#### [WORK INSTRUCTIONS]
Without the images, set down each entry exactly.
- - - -
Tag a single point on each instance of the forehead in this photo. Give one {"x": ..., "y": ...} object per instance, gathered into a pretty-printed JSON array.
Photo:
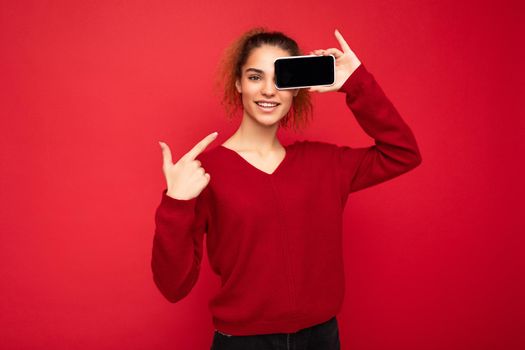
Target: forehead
[{"x": 263, "y": 57}]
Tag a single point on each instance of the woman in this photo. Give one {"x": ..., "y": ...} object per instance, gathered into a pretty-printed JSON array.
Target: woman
[{"x": 273, "y": 213}]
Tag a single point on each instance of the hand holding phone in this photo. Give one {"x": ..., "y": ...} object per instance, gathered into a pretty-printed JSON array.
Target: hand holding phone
[
  {"x": 346, "y": 62},
  {"x": 293, "y": 72}
]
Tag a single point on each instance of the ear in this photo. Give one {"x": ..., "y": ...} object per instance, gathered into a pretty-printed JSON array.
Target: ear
[{"x": 238, "y": 86}]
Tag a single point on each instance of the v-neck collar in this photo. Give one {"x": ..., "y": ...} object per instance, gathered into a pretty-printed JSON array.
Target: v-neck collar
[{"x": 250, "y": 165}]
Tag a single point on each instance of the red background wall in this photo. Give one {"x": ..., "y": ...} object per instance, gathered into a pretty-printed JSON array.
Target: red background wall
[{"x": 89, "y": 87}]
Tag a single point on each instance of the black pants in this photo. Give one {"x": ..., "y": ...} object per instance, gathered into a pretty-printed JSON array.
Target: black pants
[{"x": 323, "y": 336}]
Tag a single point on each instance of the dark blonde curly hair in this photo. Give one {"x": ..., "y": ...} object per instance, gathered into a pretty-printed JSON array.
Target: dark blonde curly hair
[{"x": 236, "y": 55}]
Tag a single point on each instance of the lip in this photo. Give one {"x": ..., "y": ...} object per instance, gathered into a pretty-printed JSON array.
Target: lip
[
  {"x": 267, "y": 109},
  {"x": 267, "y": 101}
]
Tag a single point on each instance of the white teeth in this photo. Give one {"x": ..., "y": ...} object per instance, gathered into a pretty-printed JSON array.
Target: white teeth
[{"x": 263, "y": 104}]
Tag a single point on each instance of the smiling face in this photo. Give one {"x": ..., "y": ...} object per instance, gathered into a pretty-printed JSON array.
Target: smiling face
[{"x": 257, "y": 85}]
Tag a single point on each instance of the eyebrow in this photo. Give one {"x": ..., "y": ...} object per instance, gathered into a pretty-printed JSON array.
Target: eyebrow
[{"x": 255, "y": 70}]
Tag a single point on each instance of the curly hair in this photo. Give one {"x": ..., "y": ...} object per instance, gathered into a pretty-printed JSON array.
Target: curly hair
[{"x": 236, "y": 55}]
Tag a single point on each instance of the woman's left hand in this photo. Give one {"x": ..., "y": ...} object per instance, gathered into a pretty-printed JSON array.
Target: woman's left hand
[{"x": 346, "y": 62}]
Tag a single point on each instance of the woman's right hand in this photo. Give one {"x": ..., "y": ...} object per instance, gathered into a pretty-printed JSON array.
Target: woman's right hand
[{"x": 186, "y": 179}]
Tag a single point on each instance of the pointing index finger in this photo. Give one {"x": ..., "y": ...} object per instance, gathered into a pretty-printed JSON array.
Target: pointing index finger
[
  {"x": 342, "y": 42},
  {"x": 200, "y": 146}
]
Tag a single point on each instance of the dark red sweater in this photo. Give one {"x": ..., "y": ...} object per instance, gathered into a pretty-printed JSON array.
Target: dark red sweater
[{"x": 275, "y": 239}]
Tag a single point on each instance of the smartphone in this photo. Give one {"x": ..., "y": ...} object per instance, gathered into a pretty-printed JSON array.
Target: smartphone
[{"x": 295, "y": 72}]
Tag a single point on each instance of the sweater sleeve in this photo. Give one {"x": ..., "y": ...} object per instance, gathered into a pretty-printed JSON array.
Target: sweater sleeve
[
  {"x": 395, "y": 151},
  {"x": 177, "y": 244}
]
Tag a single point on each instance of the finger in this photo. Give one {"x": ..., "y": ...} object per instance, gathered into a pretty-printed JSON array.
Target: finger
[
  {"x": 342, "y": 42},
  {"x": 336, "y": 52},
  {"x": 200, "y": 146},
  {"x": 166, "y": 154}
]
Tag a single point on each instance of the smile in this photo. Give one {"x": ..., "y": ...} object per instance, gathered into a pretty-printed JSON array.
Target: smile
[{"x": 267, "y": 107}]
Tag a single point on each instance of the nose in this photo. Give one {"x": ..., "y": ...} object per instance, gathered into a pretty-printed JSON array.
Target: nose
[{"x": 268, "y": 88}]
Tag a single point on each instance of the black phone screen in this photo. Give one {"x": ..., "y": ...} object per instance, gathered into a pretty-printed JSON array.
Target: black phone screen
[{"x": 304, "y": 71}]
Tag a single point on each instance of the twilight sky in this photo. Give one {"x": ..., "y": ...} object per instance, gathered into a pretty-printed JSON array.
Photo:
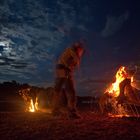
- - - -
#### [ANSWER BELOW]
Tag a single point on each instance of the forehead in this photo. Give one {"x": ..., "y": ...} object per instance, gathered into a pretty-printed JSON array.
Photo:
Target: forehead
[{"x": 263, "y": 57}]
Tag a single point on each instance of the woman in this photo. Give one {"x": ..., "y": ...} object per instance, gathered into a pretty-printed JSON array.
Target: woman
[{"x": 273, "y": 213}]
Tag a single point on each instance of the hand holding phone in this photo. Give one {"x": ..., "y": ...} object per instance, gathered into a pretty-printed JSON array.
Target: hand holding phone
[
  {"x": 346, "y": 62},
  {"x": 293, "y": 72}
]
Tag a single point on each instance of the ear in this photo. Give one {"x": ..., "y": ...} object per instance, gathered into a pretty-printed JSON array.
Target: ear
[{"x": 238, "y": 86}]
Tag a single point on each instance of the v-neck collar in this photo. Give one {"x": ..., "y": ...} object per instance, gathered into a pretty-printed JSON array.
Target: v-neck collar
[{"x": 250, "y": 165}]
Tag a single point on each instance of the red background wall in this photo. Give one {"x": ..., "y": ...} object per instance, gathered into a pretty-printed JSON array.
Target: red background wall
[{"x": 89, "y": 87}]
Tag a single point on each instance of the black pants in this photo. Give one {"x": ..., "y": ...} object per instance, gathered into a pretty-printed JSON array.
Target: black pants
[{"x": 323, "y": 336}]
Tag a single point on each instance of the dark blonde curly hair in this photo. Give one {"x": ..., "y": ...} object per instance, gathered into a pretty-printed JSON array.
Target: dark blonde curly hair
[{"x": 236, "y": 55}]
Tag a single point on each instance of the lip in this photo. Give one {"x": ..., "y": ...} object per instance, gathered into a pretty-printed JSON array.
Target: lip
[
  {"x": 267, "y": 109},
  {"x": 267, "y": 101}
]
Tag a single point on each instance of the white teeth in this photo. Give one {"x": ..., "y": ...} object per instance, gathered into a pretty-printed JSON array.
Target: white teeth
[{"x": 263, "y": 104}]
Tag a single point on each instance of the smiling face in this photo. Give one {"x": ..., "y": ...} object per instance, gathered into a pretty-printed JSON array.
Target: smiling face
[{"x": 257, "y": 85}]
Tag a single point on each instance of the eyebrow in this photo. Give one {"x": ..., "y": ...} object per instance, gathered into a pretty-printed JSON array.
Target: eyebrow
[{"x": 255, "y": 70}]
Tag a single point on each instance of the curly hair in this photo. Give one {"x": ..., "y": ...} object per instance, gathered into a pretty-printed JSON array.
Target: curly hair
[{"x": 236, "y": 55}]
Tag a single point on each instance of the woman's left hand in this photo. Give one {"x": ..., "y": ...} object per instance, gathered into a pretty-printed JSON array.
Target: woman's left hand
[{"x": 346, "y": 62}]
Tag a single point on each instance of the woman's right hand in this photo. Give one {"x": ..., "y": ...} object per instance, gathered into a pretty-printed JSON array.
Target: woman's right hand
[{"x": 186, "y": 179}]
Tag a single point on each instance of the pointing index finger in this photo. Give one {"x": ..., "y": ...} object per instance, gathered into a pretty-printed JSON array.
Target: pointing index finger
[
  {"x": 342, "y": 42},
  {"x": 200, "y": 146}
]
Tag a single point on each instance of the dark red sweater in this photo. Give one {"x": ..., "y": ...} object per instance, gathered into a pretty-printed JSON array.
Target: dark red sweater
[{"x": 275, "y": 239}]
Tag a single point on each instance of the smartphone in this photo. Give one {"x": ..., "y": ...} object per instance, gathered into a pretty-printed JSON array.
Target: smartphone
[{"x": 295, "y": 72}]
Tag a single point on each instance of the sweater sleeve in this photo. Give one {"x": ..., "y": ...} object per instance, gathered into a pretty-printed JSON array.
Target: sweater sleeve
[
  {"x": 395, "y": 151},
  {"x": 177, "y": 244}
]
Tag a single point on each instance of the finger in this photo. Give one {"x": ..., "y": ...} object per instance, gathered into a pretty-printed JSON array.
Target: finger
[
  {"x": 342, "y": 42},
  {"x": 336, "y": 52},
  {"x": 200, "y": 146},
  {"x": 166, "y": 154}
]
Tag a single point on each instance of the smile in this photo. Give one {"x": ..., "y": ...} object per instance, gathered into a pretty-printed JSON array.
Target: smile
[{"x": 267, "y": 107}]
Tag a single point on each instance of the nose in this photo. Give one {"x": ..., "y": ...} object per instance, gathered into a pretty-printed JSON array.
Target: nose
[{"x": 268, "y": 88}]
Tag a single point on each instance of the black phone screen in this photo. Give one {"x": ..., "y": ...} object per instance, gathered into a pretty-printed JSON array.
Target: black phone screen
[{"x": 304, "y": 71}]
Tag a single point on each instance of the twilight sky in this photo. Give one {"x": ..., "y": ...} object per instance, gathered into a pretty-printed JSON array.
Photo:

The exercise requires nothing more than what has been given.